▶ TASK DIRECTIONS
Tally the lines in the records below that contain the string "ocean", and reply with only that number.

===== RECORD EXTRACTS =====

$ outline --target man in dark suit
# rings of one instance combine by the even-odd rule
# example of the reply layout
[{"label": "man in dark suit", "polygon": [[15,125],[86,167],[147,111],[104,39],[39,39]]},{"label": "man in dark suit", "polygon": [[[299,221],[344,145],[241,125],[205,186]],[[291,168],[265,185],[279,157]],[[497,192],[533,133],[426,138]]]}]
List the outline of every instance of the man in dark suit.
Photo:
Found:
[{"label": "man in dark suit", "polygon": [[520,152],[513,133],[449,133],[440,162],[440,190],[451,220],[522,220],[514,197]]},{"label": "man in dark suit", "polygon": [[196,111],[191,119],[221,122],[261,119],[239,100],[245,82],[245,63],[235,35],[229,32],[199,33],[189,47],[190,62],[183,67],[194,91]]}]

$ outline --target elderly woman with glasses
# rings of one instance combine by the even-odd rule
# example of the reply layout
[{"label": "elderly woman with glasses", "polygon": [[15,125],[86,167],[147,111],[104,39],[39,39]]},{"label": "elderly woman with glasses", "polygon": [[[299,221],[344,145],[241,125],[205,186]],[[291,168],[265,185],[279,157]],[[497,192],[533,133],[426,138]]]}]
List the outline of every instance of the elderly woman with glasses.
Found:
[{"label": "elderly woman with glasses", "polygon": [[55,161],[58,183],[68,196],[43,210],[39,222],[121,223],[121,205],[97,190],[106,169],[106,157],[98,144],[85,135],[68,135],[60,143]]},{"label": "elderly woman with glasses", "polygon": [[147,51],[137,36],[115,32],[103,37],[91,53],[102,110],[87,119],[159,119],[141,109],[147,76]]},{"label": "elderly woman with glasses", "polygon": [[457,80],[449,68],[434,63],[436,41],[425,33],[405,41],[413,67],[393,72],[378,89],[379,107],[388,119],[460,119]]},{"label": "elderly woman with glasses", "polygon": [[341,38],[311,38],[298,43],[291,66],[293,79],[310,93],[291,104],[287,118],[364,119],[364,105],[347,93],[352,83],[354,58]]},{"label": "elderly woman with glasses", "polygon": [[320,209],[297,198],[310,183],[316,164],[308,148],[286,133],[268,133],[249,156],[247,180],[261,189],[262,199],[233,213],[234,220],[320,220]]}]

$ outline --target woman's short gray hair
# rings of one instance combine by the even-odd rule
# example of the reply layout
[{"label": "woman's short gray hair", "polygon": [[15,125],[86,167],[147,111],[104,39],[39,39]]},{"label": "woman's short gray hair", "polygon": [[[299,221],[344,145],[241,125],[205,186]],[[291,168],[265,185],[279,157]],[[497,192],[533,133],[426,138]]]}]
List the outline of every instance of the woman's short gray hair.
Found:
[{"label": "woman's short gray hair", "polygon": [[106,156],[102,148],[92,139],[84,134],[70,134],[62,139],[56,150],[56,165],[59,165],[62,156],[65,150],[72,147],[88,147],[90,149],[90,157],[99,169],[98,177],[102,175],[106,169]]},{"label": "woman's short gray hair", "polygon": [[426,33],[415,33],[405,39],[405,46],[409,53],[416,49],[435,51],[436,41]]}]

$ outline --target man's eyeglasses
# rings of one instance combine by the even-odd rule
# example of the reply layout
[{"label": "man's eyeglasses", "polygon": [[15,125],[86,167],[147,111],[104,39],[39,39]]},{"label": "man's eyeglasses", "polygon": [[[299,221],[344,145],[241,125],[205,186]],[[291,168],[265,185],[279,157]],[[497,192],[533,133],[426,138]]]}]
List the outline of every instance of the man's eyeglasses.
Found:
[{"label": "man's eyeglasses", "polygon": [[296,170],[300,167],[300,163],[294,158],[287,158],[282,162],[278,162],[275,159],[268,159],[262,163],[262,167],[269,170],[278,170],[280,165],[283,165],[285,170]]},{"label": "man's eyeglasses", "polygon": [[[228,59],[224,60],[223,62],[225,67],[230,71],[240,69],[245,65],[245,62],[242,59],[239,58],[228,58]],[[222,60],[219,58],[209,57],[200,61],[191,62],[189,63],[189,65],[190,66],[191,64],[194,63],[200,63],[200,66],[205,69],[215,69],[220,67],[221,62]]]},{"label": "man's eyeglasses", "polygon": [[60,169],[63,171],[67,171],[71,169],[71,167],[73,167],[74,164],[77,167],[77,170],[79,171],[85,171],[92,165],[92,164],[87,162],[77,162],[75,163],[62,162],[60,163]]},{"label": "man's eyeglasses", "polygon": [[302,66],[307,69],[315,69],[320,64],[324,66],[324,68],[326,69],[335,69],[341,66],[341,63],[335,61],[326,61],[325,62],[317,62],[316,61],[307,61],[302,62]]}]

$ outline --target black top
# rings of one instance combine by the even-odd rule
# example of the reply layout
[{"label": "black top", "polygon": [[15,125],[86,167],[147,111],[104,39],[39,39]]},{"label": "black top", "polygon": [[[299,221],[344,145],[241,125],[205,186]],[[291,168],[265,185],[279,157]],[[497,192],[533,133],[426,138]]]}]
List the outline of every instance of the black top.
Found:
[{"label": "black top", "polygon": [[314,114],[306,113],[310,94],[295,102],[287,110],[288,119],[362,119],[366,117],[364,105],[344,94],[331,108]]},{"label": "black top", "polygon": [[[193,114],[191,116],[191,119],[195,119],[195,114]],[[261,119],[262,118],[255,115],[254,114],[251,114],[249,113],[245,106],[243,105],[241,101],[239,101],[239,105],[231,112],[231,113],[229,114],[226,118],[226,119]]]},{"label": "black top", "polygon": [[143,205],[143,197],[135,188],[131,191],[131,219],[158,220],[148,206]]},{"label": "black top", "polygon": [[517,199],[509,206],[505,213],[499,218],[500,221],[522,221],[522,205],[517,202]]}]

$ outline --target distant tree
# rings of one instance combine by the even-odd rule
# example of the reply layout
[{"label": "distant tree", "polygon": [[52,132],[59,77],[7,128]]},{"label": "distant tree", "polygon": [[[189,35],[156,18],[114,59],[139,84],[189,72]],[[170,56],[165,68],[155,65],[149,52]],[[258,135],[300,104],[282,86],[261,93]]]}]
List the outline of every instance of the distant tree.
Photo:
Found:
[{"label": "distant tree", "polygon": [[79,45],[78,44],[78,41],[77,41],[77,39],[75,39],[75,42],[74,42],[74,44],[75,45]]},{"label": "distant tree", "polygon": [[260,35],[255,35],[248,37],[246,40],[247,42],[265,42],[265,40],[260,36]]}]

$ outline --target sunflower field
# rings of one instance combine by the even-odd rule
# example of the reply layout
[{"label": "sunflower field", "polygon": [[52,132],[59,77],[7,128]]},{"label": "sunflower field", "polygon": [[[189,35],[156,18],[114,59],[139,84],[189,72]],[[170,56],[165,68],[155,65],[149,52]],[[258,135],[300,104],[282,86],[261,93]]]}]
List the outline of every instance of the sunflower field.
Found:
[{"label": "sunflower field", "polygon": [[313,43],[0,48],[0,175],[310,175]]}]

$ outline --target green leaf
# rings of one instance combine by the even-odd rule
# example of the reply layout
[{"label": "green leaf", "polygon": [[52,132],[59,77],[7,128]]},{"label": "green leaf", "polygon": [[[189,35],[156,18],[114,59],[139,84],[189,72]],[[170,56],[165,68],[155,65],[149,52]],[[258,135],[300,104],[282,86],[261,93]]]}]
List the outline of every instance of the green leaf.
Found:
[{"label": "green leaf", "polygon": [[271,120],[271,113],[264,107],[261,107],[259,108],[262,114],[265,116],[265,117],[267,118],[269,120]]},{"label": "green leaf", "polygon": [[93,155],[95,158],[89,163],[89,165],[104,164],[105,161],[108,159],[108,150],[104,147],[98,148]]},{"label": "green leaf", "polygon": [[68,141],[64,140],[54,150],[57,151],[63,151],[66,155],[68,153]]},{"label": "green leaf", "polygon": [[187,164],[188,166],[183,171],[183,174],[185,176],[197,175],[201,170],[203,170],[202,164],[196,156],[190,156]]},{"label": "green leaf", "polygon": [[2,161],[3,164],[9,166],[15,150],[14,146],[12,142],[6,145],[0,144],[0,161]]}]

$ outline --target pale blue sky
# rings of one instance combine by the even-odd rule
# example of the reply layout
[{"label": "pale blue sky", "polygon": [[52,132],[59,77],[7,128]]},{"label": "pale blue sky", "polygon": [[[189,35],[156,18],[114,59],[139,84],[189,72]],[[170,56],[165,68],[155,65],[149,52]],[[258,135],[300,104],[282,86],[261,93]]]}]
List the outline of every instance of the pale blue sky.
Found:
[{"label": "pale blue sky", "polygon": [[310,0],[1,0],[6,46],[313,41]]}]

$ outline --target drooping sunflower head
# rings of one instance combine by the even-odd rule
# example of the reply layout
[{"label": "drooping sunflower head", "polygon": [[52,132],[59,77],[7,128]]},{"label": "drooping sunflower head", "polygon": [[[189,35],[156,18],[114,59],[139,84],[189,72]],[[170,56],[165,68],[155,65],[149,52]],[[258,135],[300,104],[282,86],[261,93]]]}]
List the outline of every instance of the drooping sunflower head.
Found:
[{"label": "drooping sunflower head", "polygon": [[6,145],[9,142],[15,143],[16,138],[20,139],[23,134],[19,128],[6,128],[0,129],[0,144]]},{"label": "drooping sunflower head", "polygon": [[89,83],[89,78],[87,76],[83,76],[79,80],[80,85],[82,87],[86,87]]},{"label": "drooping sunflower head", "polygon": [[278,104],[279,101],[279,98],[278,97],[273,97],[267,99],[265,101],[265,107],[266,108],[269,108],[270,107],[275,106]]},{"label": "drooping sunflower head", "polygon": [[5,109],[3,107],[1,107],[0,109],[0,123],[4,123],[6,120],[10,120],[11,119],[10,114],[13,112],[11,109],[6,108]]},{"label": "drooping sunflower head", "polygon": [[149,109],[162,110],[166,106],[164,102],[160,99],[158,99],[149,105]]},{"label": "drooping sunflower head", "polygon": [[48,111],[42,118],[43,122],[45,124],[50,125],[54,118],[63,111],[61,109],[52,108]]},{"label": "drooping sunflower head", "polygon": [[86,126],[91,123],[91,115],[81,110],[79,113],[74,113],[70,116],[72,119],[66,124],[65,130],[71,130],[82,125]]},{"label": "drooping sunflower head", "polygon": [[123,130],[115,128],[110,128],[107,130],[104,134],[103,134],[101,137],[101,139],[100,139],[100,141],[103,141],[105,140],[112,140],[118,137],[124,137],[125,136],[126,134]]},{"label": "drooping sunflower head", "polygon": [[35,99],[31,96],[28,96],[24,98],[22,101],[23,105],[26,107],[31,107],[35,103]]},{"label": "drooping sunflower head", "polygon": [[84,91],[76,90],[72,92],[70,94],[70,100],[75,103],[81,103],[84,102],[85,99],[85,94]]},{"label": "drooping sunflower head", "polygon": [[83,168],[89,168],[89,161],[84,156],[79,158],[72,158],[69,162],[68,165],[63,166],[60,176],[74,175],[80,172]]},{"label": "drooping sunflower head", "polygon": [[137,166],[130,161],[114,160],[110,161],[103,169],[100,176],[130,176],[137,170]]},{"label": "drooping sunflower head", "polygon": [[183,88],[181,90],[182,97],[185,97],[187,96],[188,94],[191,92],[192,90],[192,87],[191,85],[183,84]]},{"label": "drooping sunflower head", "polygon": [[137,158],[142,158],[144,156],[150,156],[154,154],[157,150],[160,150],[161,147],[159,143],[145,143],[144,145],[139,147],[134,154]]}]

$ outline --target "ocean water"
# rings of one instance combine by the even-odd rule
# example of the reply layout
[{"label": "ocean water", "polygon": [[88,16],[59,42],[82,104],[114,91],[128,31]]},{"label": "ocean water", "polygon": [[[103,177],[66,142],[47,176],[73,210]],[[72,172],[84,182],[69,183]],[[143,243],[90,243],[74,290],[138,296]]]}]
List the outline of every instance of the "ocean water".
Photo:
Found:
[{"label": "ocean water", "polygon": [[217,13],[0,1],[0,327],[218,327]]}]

=====

▶ RESULT BELOW
4